§ THE PROBLEM
Scale the part of the data that opens with the line containing "# test: pointer returns one pin per instance of the gray" and runs through the end of the data, both ends included. Reproduce every line, requests included, but multiply each coordinate in the answers by 1.65 and round it to a whole number, with halves rounded up.

Position annotation data
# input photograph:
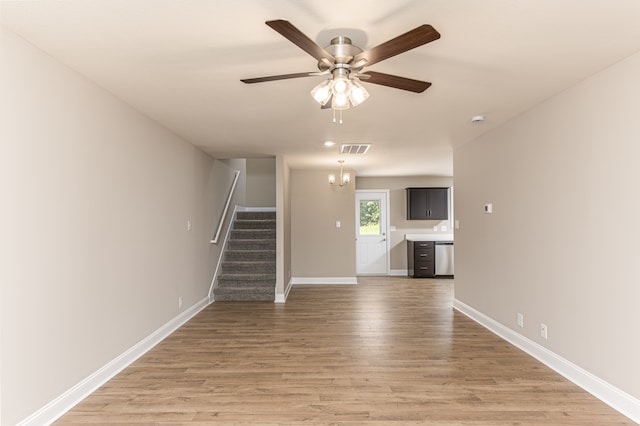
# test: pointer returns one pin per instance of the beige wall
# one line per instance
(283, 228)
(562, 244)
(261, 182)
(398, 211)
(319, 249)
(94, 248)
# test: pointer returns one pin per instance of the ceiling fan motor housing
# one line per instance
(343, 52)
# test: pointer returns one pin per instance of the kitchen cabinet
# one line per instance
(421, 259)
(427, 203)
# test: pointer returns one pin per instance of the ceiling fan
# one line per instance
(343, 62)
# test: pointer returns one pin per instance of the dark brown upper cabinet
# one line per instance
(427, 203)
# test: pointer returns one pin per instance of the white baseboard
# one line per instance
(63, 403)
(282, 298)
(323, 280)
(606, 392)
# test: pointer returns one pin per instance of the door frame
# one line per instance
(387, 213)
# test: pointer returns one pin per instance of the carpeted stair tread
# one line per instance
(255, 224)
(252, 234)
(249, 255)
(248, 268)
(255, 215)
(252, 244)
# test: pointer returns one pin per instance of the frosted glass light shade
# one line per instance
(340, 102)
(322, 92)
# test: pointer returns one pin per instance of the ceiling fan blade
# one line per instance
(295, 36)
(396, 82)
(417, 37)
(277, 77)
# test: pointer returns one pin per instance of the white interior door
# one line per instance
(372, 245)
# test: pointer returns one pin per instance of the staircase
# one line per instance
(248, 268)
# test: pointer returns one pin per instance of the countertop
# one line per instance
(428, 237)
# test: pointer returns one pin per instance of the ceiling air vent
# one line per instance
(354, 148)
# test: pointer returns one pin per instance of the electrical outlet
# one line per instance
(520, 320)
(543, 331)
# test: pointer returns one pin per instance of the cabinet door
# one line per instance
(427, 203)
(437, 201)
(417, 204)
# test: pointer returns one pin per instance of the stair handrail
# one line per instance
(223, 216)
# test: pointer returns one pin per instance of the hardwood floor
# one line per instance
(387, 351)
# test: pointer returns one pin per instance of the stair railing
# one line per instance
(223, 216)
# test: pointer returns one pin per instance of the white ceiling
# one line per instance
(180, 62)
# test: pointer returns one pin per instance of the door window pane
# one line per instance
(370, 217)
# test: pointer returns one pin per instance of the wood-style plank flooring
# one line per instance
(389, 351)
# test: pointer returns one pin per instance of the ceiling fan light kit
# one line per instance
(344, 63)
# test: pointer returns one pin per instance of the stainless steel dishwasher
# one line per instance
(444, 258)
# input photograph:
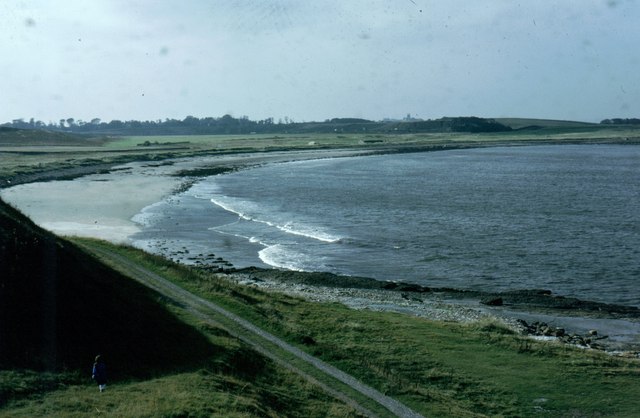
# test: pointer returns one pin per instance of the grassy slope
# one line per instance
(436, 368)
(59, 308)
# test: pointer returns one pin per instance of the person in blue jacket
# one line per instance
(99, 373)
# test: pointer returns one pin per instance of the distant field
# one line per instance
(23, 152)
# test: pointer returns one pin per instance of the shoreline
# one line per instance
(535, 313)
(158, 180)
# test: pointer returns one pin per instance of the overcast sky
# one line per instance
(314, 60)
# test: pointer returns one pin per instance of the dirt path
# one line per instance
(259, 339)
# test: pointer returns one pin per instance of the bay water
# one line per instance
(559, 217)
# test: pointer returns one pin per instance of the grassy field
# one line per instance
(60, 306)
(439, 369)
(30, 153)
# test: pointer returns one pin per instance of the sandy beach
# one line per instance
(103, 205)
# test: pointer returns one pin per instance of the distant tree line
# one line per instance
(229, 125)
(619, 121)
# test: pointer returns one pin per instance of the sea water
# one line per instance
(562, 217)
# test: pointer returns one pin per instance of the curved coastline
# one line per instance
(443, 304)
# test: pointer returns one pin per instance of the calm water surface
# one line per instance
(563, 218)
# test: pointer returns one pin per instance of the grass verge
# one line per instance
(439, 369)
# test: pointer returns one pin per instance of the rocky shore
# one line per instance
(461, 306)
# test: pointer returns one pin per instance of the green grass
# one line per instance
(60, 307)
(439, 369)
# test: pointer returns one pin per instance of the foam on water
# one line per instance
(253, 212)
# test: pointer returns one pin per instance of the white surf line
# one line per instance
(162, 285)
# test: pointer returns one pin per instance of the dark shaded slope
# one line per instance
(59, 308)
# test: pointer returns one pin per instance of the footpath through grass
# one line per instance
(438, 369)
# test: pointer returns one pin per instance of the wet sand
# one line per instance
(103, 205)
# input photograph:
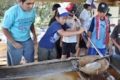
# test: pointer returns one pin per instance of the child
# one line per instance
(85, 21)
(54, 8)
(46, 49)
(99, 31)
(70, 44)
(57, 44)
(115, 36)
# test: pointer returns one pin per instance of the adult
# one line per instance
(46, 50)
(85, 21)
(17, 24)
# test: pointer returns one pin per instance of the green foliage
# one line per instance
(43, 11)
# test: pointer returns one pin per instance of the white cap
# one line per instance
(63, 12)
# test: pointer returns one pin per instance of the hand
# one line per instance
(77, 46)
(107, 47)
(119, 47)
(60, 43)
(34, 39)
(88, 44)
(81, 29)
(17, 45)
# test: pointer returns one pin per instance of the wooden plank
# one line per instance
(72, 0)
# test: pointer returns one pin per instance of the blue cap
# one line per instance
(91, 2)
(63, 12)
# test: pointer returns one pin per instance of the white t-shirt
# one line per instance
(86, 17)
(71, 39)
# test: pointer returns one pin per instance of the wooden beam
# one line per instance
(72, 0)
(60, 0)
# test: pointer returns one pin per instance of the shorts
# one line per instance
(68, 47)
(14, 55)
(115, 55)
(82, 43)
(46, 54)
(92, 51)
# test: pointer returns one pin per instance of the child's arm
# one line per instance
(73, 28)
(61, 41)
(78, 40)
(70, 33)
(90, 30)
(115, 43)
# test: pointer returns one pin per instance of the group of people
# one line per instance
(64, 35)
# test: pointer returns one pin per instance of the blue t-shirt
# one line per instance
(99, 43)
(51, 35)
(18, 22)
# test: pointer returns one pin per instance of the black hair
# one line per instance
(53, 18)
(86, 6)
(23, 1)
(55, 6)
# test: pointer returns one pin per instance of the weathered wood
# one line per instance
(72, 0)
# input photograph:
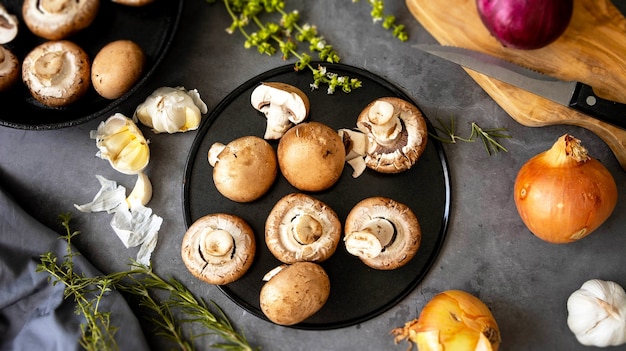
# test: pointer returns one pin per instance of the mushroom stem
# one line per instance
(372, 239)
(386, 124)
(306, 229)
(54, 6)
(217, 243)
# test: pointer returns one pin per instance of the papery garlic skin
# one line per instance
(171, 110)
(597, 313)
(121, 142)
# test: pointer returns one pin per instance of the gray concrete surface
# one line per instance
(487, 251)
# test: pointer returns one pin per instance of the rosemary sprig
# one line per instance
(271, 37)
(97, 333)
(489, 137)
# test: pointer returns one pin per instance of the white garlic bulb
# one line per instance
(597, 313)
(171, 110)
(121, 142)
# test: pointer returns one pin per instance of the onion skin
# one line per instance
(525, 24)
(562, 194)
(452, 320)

§ EXERCISE RESULT
# test: pointer returns one pin per instance of the gray concrete surface
# one line per instance
(804, 414)
# test: pointer returns one pin per instance of the rosemary sprig
# one line per instance
(447, 61)
(160, 549)
(807, 226)
# test: pointer returns one pin per instance of the white garlic bulb
# one line per instance
(985, 516)
(282, 182)
(200, 234)
# test: pointer returns one pin per instance of the onion skin
# one line per instance
(866, 40)
(927, 320)
(746, 528)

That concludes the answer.